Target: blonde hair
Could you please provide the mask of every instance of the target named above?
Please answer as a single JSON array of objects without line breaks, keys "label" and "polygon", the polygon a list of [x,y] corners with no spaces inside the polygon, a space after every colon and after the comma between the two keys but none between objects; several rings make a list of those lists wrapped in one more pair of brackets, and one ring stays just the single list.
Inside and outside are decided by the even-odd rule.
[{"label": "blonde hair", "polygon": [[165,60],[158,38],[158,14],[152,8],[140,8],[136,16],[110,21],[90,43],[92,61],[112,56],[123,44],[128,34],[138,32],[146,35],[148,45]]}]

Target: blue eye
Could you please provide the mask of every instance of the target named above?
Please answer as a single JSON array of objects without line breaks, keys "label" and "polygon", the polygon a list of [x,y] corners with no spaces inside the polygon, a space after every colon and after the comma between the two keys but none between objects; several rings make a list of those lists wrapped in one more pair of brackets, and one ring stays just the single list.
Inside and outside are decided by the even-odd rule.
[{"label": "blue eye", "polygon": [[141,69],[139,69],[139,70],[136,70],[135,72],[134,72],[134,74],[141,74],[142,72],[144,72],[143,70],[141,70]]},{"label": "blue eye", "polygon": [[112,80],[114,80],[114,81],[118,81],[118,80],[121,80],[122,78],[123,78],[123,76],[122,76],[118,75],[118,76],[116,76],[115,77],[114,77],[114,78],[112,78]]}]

■ **AIM OF THE EXERCISE**
Copy out the data above line for line, with no changes.

■ **CORRECT ANSWER**
Target: blonde hair
Could you please provide the mask of every instance of the target named above?
Please answer as a single JSON array of objects without line breaks, keys "label" and "polygon", the polygon a list of [x,y] corners with no spaces inside the polygon, a space after every colon and after the comma between the two keys but none between objects; several rings make a list of those lists wrapped in one more pair of brackets, and one ring stays just the single list.
Inside and outside are decided by the even-odd rule.
[{"label": "blonde hair", "polygon": [[165,60],[158,38],[158,14],[152,8],[140,8],[136,16],[110,21],[90,43],[92,61],[112,56],[123,44],[128,34],[138,32],[146,35],[148,45]]}]

Target: blue eye
Could you please provide the mask of every instance of the target named above?
Please answer as a single JSON array of objects without line breaks, keys "label" and "polygon", the polygon a list of [x,y] corners with no spaces inside the polygon, a space after every colon and after the comma between the two keys but none between objects; several rings make a list of those lists wrapped in one more pair of brackets, and one ring stays just the single list.
Inside and outside are decided by the even-odd rule.
[{"label": "blue eye", "polygon": [[141,69],[139,69],[139,70],[136,70],[135,72],[134,72],[134,74],[141,74],[142,72],[144,72],[143,70],[141,70]]},{"label": "blue eye", "polygon": [[112,80],[114,80],[114,81],[118,81],[118,80],[121,80],[122,78],[123,78],[123,76],[122,76],[118,75],[118,76],[116,76],[115,77],[114,77],[114,78],[112,78]]}]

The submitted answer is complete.